> TESTO DI PARTENZA:
::::::::::
Un centinaio di euro in meno, ma i sintomi della malattia placati per qualche tempo.

Non ci si può far niente.

È così.

Ieri mica mi ero alzato pensando di aver bisogno di quelle cose lì, ma sono andato a dormire contento di averle comprate.

Sono target consapevole.

5 settembre 2002

broono live in tour





La presente per comunicare le date del prossimo tour di Broono dal vivo nella tua città.



22 settembre: Bologna

24 settembre: Milano

25 settembre: Padova

2/3 ottobre: Roma



Prevendite abituali.

L'accesso ai camerini sarà consentito alle sole donne.

Possibilità autografi solo su magliette bagnate.



broono loves U tour 2002

non ho nemmeno un titolo





ho scritto e cancellato già quattro volte perché non voleva dire un cazzo.

‘sta volta non mi faccio fregare e mi fermo qui.

3 settembre 2002

vita piatto





Soddisfazioni non troppe, ma del resto non è che si può sempre fare un capolavoro.

Comunque i complimenti per la positiva riuscita del tutto, che fanno sempre piacere.

In compenso un vassoio di cozze due piatti di pennette alle alici fresche e pinoli un fritto misto e mezzo due piatti di tortelloni ricotta e basilico anatra arrosto puntine di maiale patate al forno macedonia focaccia di recco prosciutto di parma tante ostriche mozzarelline fritte di battipaglia risotto al nero di seppia tortelli di magro brodino che ormai il sorbetto non va più di moda arrosto di vitella in aceto balsamico due grappe.
::::::::::
> ESTRATTI DI RIGHE:

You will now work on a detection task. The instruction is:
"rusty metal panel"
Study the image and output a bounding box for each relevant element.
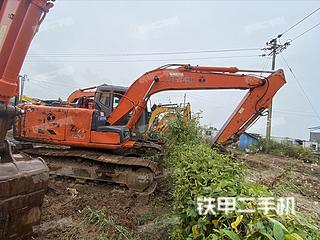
[21,106,68,141]
[0,158,49,240]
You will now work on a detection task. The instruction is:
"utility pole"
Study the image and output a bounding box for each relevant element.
[264,34,290,152]
[266,38,278,147]
[19,74,29,101]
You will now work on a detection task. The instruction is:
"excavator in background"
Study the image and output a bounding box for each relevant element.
[0,0,285,240]
[14,64,285,192]
[0,0,53,240]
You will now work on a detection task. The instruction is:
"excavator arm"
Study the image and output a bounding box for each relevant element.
[107,65,286,143]
[0,0,53,161]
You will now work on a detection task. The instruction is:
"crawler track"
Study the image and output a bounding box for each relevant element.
[22,146,162,194]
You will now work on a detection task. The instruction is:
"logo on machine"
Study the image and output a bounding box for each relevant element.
[47,113,56,122]
[169,72,184,78]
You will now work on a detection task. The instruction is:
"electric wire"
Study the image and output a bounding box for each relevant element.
[27,48,261,57]
[280,53,320,123]
[26,54,262,63]
[279,8,320,36]
[288,22,320,43]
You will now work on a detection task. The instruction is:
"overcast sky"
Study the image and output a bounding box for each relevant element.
[21,0,320,139]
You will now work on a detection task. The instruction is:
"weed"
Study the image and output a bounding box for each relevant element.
[163,113,320,240]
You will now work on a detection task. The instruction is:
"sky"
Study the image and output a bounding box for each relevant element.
[21,0,320,140]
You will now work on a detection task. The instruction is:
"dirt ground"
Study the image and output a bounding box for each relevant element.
[33,152,320,240]
[236,151,320,226]
[4,131,320,240]
[32,178,170,240]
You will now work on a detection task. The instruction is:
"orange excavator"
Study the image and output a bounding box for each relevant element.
[0,0,53,240]
[14,64,285,191]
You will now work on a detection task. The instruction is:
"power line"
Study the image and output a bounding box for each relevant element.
[26,54,263,63]
[289,23,320,43]
[27,48,261,57]
[279,8,320,37]
[280,53,320,123]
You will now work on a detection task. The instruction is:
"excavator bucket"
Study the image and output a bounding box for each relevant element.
[0,142,49,240]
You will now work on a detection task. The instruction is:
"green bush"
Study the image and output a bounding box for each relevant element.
[164,117,320,240]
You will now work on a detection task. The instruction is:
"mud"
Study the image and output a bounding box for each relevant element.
[236,151,320,223]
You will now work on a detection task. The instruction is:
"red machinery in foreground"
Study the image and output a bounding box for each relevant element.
[14,64,285,191]
[0,0,53,240]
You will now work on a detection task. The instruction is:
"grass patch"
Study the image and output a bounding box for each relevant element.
[164,114,320,240]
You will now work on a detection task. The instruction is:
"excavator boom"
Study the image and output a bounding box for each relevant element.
[108,65,285,143]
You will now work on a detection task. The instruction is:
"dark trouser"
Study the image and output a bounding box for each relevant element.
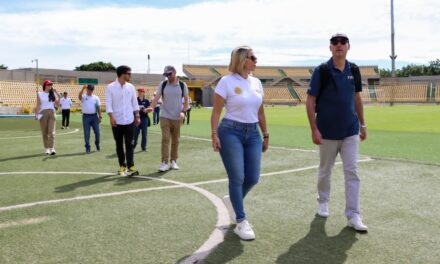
::::::::::
> ISTRUZIONI: Scrivi il seguito del diario personale in rete, riprendendo subito dopo la sua ultima frase. Le righe provengono da una fonte diversa.

> RISPOSTA:
Peccato per il caffè così imbevibile che nemmeno in francia lo fanno così male.

Il bello delle mie trasferte è sempre ben disposto sui tavoli.

Il mio lavoro è semplicemente l’alibi per non essere considerato uno scroccone.

Potrei dire di aver visto veramente un sacco di posti in giro per il mondo, ma non renderebbe quanto la sensazione che saprei dare se riuscissi a raccontare quante cose sono riuscito a mangiare nella mia vita.

Sono poi gli unici momenti in cui davvero ti siedi e ti gusti qualsiasi cosa ti renda fortunato anche solo per il fatto di avere avuto la possibilità di provarlo.

Quanti sanno che l’oro, quello vero, si mangia?

E che la medusa fa schifo?

Mi piace mangiare bene.

Mi piace mangiare tanto.

Mi piace mangiare a scrocco.

1 settembre 2002

broono è in viaggio per lavoro







Finito Agosto...

Un paio di giorni d'aria di mare anche per me!